### [PROBLEM DETAILS]
Write only the number of lines in the data that include the word "white".

--- INFORMATION GIVEN ---

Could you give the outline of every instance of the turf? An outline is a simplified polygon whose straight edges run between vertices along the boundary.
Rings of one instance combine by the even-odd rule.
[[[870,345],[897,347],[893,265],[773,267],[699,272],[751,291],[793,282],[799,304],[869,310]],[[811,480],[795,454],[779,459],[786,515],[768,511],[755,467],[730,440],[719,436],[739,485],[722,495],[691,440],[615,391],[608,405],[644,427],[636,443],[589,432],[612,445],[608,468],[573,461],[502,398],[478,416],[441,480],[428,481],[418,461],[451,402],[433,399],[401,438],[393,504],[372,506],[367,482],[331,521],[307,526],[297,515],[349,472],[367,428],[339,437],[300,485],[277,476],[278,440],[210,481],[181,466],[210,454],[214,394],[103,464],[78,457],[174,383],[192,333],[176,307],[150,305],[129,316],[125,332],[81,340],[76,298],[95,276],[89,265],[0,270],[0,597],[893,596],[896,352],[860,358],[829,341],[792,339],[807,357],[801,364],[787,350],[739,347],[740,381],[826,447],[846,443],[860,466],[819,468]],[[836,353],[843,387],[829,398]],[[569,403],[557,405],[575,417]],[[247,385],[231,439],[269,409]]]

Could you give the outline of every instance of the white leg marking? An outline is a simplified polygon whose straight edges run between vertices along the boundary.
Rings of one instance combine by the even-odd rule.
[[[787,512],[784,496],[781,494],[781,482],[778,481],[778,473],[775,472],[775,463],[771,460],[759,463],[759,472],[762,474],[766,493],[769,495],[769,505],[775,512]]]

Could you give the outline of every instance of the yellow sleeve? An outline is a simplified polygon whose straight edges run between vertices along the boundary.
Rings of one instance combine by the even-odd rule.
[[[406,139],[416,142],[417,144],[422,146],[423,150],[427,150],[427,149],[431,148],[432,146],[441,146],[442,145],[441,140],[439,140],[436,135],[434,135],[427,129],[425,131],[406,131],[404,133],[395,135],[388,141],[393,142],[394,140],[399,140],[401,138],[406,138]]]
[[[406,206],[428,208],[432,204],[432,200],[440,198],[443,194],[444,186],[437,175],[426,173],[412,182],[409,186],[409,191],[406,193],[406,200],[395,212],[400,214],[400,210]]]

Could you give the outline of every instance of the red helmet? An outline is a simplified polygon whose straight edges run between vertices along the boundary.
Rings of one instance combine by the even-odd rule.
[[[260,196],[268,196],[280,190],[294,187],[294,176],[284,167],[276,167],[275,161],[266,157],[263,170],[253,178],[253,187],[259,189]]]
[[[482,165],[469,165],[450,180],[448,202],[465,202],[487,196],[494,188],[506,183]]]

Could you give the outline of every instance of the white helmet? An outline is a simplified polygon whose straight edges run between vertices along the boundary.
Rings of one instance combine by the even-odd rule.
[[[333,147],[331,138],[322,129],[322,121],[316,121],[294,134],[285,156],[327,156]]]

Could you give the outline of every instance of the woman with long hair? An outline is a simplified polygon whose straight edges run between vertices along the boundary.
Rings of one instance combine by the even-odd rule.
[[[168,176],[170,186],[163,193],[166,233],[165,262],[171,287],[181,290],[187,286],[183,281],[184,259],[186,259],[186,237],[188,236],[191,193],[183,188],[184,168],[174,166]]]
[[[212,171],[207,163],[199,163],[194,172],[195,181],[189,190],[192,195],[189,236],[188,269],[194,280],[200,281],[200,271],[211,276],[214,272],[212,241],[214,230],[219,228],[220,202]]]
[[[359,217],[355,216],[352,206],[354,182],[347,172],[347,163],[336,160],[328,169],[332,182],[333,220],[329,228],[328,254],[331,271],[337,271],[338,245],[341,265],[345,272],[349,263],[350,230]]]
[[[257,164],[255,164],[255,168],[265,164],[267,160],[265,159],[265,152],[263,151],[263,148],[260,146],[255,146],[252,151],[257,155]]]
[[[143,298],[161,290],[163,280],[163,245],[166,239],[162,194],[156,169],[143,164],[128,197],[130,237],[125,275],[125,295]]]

---

### [RESPONSE AREA]
2